§ Stated problem A
Reproduce the part of the adoption tax credit text that begins at the words "According to the" and stops after "Qualified Adoption Expenses.", renaming "MAGI" as "modified AGI" everywhere it occurs there.
§ Stated problem B
Copy out each line of the records that contains the string "shirt".
━━ Source
= Adoption tax credit =

U.S. tax credit designed to aid people who adopt a child

An adoption tax credit is a tax credit offered to adoptive parents to encourage adoption in the United States. Section 36C of the United States Internal Revenue code offers a credit for “qualified adoption expenses” paid or incurred by individual taxpayers.

According to the Internal Revenue Service (IRS), "Tax benefits for adoption include both a tax credit for qualified adoption expenses paid to adopt an eligible child and an exclusion for employer-provided adoption assistance". For tax years 1997 through 2009, the credit was nonrefundable. For 2010 and 2011, the credit was refundable. For tax year 2012, the credit has reverted to being nonrefundable. The American Taxpayer Relief Act of 2012 enacted January 2, 2012 permanently extended the adoption tax credit. For the 2024 tax year the nonrefundable maximum tax credit (dollar limitation) per child is $16,890.The credit begins to phase out when modified adjusted gross income (MAGI) exceeds an amount set every year and is eliminated when MAGI exceeds a maximum amount. The tax credit is claimed on IRS form 8839 Qualified Adoption Expenses.

==History of adoption tax incentives==

The amount of tax credit limit is based on the year the adoption is finalized and claimed on IRS form 8839.

[Adoption Tax Credit Limit]
| [Tax Year] | [Tax Credit Type] | [Amount] |
|---|---|---|
| [2024] | [nonrefundable tax credit] | [$16,890] |
| [2023] | [nonrefundable tax credit] | [$15,950] |
| [2022] | [nonrefundable tax credit] | [$14,890] |
| [2021] | [nonrefundable tax credit] | [$14,440] |
| [2020] | [nonrefundable tax credit] | [$14,300] |
| [2019] | [nonrefundable tax credit] | [$14,080] |
| [2018] | [nonrefundable tax credit] | [$13,810] |
| [2017] | [nonrefundable tax credit] | [$13,570] |
| [2016] | [nonrefundable tax credit] | [$13,460] |
| [2015] | [nonrefundable tax credit] | [$13,400] |
| [2014] | [nonrefundable tax credit] | [$13,190] |
| [2013] | [nonrefundable tax credit] | [$12,970] |
| [2012] | [nonrefundable tax credit] | [$12,650] |
| [2011] | [refundable tax credit] | [$13,360] |
| [2010] | [refundable tax credit] | [$13,170] |
| [2009] | [nonrefundable tax credit] | [$12,150] |
| [2008] | [nonrefundable tax credit] | [$11,650] |
| [2007] | [nonrefundable tax credit] | [$11,390] |
| [2006] | [nonrefundable tax credit] | [$10,960] |
| [2005] | [nonrefundable tax credit] | [$10,630] |
| [2004] | [nonrefundable tax credit] | [$10,390] |
| [2003] | [nonrefundable tax credit] | [$10,160] |
| [2002] | [nonrefundable tax credit] | [$10,000] |
| [2001] | [nonrefundable tax credit] | [$5,000] |
| [2000] | [nonrefundable tax credit] | [$5,000] |
| [1999] | [nonrefundable tax credit] | [$5,000] |
| [1998] | [nonrefundable tax credit] | [$5,000] |
| [1997] | [nonrefundable tax credit] | [$5,000] |
| [1981-1996] | [tax deduction] | [$1,500] |

From 1997 to 2001 a special needs adoption qualified for up to $6,000 of adoption tax credit. From 1981 to 1996 a $1,500 itemized tax deduction existed for special needs adoptions only.
━━━━
━━ Rows
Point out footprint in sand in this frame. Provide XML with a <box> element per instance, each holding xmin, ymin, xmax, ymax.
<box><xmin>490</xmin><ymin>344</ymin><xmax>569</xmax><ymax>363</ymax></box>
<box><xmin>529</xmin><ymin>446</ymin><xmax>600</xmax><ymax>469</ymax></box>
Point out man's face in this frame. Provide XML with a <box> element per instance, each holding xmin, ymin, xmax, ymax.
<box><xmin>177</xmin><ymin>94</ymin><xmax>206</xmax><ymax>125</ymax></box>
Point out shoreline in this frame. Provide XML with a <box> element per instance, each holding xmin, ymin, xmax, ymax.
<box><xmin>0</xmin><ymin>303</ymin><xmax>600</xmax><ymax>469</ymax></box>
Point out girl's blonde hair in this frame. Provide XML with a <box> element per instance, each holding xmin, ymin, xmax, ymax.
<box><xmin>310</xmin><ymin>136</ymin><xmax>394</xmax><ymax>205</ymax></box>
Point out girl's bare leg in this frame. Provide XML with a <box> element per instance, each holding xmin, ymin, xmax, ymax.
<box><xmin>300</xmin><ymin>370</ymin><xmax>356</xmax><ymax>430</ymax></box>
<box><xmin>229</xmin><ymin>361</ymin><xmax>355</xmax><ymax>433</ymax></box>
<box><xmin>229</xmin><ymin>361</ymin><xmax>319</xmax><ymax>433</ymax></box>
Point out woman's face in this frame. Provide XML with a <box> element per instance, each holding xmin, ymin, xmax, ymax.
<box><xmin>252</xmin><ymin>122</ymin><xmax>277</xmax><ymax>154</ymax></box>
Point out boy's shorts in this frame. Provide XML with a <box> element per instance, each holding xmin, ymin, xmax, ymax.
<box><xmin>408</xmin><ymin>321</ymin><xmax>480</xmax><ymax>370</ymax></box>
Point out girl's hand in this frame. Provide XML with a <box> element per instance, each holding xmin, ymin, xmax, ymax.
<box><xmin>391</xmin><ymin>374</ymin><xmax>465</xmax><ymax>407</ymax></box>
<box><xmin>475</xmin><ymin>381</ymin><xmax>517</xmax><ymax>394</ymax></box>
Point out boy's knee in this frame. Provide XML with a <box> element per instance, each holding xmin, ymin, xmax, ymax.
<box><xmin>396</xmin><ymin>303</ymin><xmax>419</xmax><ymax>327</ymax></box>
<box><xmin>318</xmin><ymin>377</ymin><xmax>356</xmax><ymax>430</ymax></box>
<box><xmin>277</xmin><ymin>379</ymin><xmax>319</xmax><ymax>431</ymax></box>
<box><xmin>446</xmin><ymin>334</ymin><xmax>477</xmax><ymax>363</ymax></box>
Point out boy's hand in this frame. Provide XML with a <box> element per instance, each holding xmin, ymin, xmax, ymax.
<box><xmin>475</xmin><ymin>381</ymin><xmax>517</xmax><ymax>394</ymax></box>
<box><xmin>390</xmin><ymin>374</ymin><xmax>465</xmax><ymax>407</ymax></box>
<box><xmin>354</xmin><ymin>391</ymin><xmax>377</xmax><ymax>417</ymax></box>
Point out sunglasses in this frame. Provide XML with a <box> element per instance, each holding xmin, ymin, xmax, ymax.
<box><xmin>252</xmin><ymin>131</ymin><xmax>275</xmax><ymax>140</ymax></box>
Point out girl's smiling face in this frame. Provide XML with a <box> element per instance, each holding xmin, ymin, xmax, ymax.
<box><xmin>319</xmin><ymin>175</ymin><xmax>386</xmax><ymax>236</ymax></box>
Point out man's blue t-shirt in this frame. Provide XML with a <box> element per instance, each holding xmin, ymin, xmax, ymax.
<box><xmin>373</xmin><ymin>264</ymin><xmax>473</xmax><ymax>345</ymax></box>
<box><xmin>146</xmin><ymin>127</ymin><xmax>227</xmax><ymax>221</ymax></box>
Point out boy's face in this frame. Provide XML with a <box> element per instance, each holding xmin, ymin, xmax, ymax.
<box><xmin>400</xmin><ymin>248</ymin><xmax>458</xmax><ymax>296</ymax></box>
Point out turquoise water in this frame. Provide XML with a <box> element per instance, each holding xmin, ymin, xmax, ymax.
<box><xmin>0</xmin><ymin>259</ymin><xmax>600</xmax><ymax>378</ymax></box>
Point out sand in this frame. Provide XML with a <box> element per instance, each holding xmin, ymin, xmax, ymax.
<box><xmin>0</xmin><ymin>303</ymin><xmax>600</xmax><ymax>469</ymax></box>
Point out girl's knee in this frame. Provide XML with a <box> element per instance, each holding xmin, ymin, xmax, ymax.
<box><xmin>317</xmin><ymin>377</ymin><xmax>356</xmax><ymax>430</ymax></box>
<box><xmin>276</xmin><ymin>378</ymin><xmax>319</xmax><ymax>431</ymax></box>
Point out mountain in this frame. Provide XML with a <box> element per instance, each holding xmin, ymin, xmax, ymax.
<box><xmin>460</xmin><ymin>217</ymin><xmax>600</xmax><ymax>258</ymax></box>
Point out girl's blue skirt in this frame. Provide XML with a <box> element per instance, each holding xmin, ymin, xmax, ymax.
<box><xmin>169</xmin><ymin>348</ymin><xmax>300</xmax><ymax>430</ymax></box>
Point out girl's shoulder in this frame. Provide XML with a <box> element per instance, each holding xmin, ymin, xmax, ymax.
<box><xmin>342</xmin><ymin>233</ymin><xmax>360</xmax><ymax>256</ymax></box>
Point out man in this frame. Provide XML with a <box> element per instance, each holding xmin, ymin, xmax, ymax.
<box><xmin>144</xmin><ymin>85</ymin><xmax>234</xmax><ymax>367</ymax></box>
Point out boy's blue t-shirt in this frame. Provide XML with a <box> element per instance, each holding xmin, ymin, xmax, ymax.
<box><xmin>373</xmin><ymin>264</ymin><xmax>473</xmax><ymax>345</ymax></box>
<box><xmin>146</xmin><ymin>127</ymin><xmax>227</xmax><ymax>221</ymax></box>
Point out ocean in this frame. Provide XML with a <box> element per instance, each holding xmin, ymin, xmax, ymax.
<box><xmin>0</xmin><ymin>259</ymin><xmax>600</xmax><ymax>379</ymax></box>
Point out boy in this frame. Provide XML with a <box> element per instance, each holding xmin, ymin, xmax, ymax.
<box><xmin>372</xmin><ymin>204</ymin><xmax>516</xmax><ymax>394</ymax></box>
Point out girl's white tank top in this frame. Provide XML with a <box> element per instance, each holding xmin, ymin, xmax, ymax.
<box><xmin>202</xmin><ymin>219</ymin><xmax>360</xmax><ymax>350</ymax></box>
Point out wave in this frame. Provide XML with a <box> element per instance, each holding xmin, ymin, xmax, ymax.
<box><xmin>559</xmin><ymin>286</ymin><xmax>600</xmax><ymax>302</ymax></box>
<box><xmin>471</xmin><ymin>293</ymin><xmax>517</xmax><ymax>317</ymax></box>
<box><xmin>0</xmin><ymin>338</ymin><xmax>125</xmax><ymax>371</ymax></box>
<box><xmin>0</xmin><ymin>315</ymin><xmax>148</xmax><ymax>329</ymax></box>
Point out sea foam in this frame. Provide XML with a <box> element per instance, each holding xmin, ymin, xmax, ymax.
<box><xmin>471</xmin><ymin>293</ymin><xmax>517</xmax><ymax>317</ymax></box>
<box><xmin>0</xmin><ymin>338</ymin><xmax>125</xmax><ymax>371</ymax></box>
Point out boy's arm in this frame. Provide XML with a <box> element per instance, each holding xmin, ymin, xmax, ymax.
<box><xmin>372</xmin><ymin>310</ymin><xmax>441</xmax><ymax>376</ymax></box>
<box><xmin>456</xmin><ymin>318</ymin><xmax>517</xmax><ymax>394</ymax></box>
━━━━
§ Full solution A
According to the Internal Revenue Service (IRS), "Tax benefits for adoption include both a tax credit for qualified adoption expenses paid to adopt an eligible child and an exclusion for employer-provided adoption assistance". For tax years 1997 through 2009, the credit was nonrefundable. For 2010 and 2011, the credit was refundable. For tax year 2012, the credit has reverted to being nonrefundable. The American Taxpayer Relief Act of 2012 enacted January 2, 2012 permanently extended the adoption tax credit. For the 2024 tax year the nonrefundable maximum tax credit (dollar limitation) per child is $16,890.The credit begins to phase out when modified adjusted gross income (modified AGI) exceeds an amount set every year and is eliminated when modified AGI exceeds a maximum amount. The tax credit is claimed on IRS form 8839 Qualified Adoption Expenses.

§ Full solution B
Point out man's blue t-shirt in this frame. Provide XML with a <box> element per instance, each holding xmin, ymin, xmax, ymax.
Point out boy's blue t-shirt in this frame. Provide XML with a <box> element per instance, each holding xmin, ymin, xmax, ymax.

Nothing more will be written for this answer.